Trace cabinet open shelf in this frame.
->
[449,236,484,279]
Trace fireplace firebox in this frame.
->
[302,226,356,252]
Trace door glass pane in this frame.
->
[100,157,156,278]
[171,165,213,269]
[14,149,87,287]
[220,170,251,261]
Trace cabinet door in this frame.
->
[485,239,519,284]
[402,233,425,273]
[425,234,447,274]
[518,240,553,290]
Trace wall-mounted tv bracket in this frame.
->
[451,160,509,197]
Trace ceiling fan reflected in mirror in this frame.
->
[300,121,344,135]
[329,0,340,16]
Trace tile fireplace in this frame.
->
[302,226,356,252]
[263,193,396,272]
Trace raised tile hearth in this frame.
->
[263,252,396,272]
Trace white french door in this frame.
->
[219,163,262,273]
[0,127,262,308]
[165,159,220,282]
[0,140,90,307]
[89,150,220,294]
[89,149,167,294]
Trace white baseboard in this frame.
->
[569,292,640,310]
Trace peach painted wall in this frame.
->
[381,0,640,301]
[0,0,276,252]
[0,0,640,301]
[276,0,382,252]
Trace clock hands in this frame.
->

● **WRITTEN TASK**
Lay out everything from the line containing "Trace white baseboard in this frame." down to the end of the entries as a Markdown table with the columns Row and Line, one numbered row per line, skipping blank lines.

● **CORRECT ANSWER**
| Row | Line |
|---|---|
| 1 | Trace white baseboard in this frame. |
| 2 | -> |
| 3 | [569,292,640,310] |
| 4 | Trace peach painted wall in this frame. |
| 5 | -> |
| 6 | [381,0,640,301] |
| 7 | [0,0,276,252] |
| 8 | [0,0,640,301] |
| 9 | [276,0,382,252] |
| 10 | Trace clock hands in this frame. |
| 11 | -> |